*** Provided text Section Begins ***

Calcium preconditioning elicits strong protection against ischemic injury via protein kinase C signaling pathway.

We tested the hypothesis that elevation of [Ca2+]i during Ca2+ preconditioning (CPC) is a strong activator of protein kinase C (PKC) and confers unique protection against ischemic injury. CPC consisted of three cycles of Ca2+ depletion (1 minute each) and Ca2+ repletion (5 minutes each). Langendorff-perfused rat hearts were subjected to 40 minutes of global ischemia followed by 30 minutes of reperfusion. Significant functional recovery and decreased lactate dehydrogenase release were observed in CPC hearts compared with ischemic control hearts. In addition, ATP contents were significantly higher and cell structure was better preserved in CPC hearts than in ischemic control hearts. Administration of chelerythrine, a specific PKC inhibitor, completely abolished the CPC-induced cardioprotection. In other groups, in which Ca2+ influx during CPC was inhibited with verapamil, amiloride, and low Na+ perfusion, cardioprotection was significantly reduced. The prominent increase in the membrane PKC activity after CPC was in agreement with immunolocalization of PKC-alpha and PKC-delta in the cell membrane of CPC hearts. These results demonstrate that (1) a transient increase in [Ca2+]i is a prominent feature of CPC and is a strong stimulus for the activation of PKC, (2) the elevation of [Ca2+]i likely occurs via an L-type Ca2+ channel and Na(+)-Ca2+ exchanger, and (3) PKC plays a crucial role in the subcellular mechanisms of protection by CPC.

*** Provided text Section Ends ***
*** Information given Section Begins ***

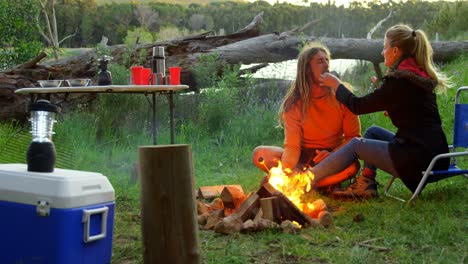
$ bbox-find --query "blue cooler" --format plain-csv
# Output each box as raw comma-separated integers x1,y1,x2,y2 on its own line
0,164,115,264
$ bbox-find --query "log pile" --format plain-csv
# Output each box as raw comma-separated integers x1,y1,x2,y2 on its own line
197,182,333,234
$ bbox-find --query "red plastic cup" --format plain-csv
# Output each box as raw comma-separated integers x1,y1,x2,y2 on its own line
130,66,143,85
140,68,151,85
169,67,180,85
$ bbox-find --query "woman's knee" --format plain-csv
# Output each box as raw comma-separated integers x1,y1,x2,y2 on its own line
252,146,283,168
252,146,265,166
364,126,382,139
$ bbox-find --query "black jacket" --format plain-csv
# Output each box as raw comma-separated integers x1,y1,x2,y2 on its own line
336,70,449,192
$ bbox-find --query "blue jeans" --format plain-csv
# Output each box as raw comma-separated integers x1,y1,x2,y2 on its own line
312,126,398,182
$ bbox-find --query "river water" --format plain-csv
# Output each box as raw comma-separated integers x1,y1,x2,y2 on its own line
247,59,358,80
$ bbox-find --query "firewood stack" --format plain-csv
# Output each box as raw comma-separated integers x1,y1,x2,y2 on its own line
197,182,332,234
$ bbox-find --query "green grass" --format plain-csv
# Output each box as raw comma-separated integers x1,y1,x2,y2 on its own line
0,55,468,264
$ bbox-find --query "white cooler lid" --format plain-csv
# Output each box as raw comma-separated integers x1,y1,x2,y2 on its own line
0,164,115,208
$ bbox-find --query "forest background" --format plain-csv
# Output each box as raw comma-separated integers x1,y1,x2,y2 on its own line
0,0,468,264
0,0,468,69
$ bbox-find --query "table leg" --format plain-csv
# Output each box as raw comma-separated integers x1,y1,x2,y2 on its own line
169,91,174,144
152,93,158,145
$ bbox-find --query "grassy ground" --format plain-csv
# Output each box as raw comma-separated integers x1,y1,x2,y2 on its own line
0,56,468,264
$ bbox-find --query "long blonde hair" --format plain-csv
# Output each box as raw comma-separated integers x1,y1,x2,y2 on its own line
385,25,452,92
278,42,330,127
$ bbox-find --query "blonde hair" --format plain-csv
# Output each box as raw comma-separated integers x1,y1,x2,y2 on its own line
385,25,452,92
278,42,330,127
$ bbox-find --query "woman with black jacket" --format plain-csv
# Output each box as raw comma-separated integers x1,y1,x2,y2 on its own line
312,25,449,198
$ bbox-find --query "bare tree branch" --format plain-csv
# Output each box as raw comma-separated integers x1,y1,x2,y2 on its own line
367,10,393,39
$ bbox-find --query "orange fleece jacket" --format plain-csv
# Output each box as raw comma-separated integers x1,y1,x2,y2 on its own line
281,94,361,168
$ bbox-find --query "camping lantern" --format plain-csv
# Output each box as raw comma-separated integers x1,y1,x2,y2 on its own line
26,100,58,172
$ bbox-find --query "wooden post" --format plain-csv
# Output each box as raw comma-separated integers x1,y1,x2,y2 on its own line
138,145,201,264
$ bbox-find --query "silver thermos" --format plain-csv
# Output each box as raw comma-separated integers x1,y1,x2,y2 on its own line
151,47,166,84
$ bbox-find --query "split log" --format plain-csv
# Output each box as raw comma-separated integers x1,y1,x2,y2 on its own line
214,214,242,235
235,193,260,222
220,186,245,209
197,185,244,199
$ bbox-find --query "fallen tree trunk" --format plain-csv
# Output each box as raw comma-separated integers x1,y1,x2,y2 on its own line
0,10,468,120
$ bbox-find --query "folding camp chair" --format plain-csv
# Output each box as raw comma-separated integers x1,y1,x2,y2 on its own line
385,86,468,202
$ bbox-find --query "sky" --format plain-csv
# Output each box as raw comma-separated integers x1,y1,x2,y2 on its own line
248,0,456,7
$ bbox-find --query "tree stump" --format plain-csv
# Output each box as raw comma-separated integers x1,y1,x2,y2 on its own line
138,145,200,264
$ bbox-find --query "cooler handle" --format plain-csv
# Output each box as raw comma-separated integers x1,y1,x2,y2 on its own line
82,206,109,243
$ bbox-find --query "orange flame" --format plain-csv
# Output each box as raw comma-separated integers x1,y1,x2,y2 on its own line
268,161,315,219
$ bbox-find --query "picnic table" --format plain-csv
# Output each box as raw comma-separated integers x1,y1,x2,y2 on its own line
15,84,189,145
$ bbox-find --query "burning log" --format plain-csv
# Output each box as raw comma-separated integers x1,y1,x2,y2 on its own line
220,186,245,209
197,185,244,199
260,196,281,222
235,193,260,222
198,175,333,234
203,209,224,229
318,211,333,227
257,183,315,226
281,220,301,234
214,214,243,235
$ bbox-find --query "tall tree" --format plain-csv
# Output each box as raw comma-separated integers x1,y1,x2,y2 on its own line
0,0,42,71
36,0,76,60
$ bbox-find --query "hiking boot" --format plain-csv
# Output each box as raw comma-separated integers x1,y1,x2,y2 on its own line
316,185,342,197
332,176,378,200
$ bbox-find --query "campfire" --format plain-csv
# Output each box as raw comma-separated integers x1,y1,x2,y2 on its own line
197,163,332,234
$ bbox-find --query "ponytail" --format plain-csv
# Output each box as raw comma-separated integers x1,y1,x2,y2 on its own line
385,25,452,92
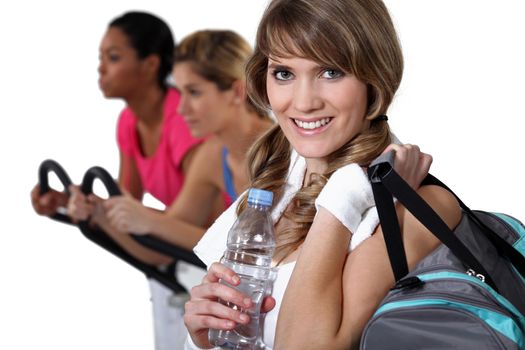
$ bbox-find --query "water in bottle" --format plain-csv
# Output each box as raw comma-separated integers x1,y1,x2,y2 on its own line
209,188,275,350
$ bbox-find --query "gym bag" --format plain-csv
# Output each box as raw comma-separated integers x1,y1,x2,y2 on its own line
360,154,525,350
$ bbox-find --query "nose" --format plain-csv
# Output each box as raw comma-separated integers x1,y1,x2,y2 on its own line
293,79,323,114
97,60,106,75
177,94,189,115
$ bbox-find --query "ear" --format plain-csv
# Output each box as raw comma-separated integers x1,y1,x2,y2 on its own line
232,80,246,104
142,55,160,76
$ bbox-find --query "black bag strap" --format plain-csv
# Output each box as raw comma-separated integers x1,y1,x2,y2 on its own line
368,155,497,291
422,174,525,279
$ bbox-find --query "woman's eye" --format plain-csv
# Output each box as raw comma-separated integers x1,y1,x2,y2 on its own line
273,70,293,81
108,55,120,62
322,69,343,79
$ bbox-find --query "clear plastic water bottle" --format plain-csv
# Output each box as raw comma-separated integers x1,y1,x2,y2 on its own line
208,188,275,349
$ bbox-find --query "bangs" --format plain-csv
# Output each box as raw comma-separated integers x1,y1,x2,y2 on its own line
257,2,354,73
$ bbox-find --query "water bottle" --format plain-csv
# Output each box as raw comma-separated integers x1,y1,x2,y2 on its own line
208,188,275,350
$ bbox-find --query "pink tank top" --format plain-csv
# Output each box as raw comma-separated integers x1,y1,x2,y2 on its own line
117,89,202,206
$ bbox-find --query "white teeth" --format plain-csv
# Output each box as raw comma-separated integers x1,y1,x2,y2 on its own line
294,118,331,130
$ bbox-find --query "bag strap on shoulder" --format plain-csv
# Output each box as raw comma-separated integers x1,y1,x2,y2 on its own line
368,153,498,291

*** Information given Section Ends ***

How to complete this task:
Answer from the calcium preconditioning abstract:
(a) How many cycles of Ca2+ depletion and repletion made up CPC, and how long did each phase last?
(b) Which PKC inhibitor completely abolished the cardioprotection induced by CPC?
(c) Which two PKC isoforms were immunolocalized in the cell membrane of CPC hearts?

Completed exercise:
(a) Three cycles, with 1 minute of Ca2+ depletion and 5 minutes of Ca2+ repletion in each.
(b) Chelerythrine.
(c) PKC-alpha and PKC-delta.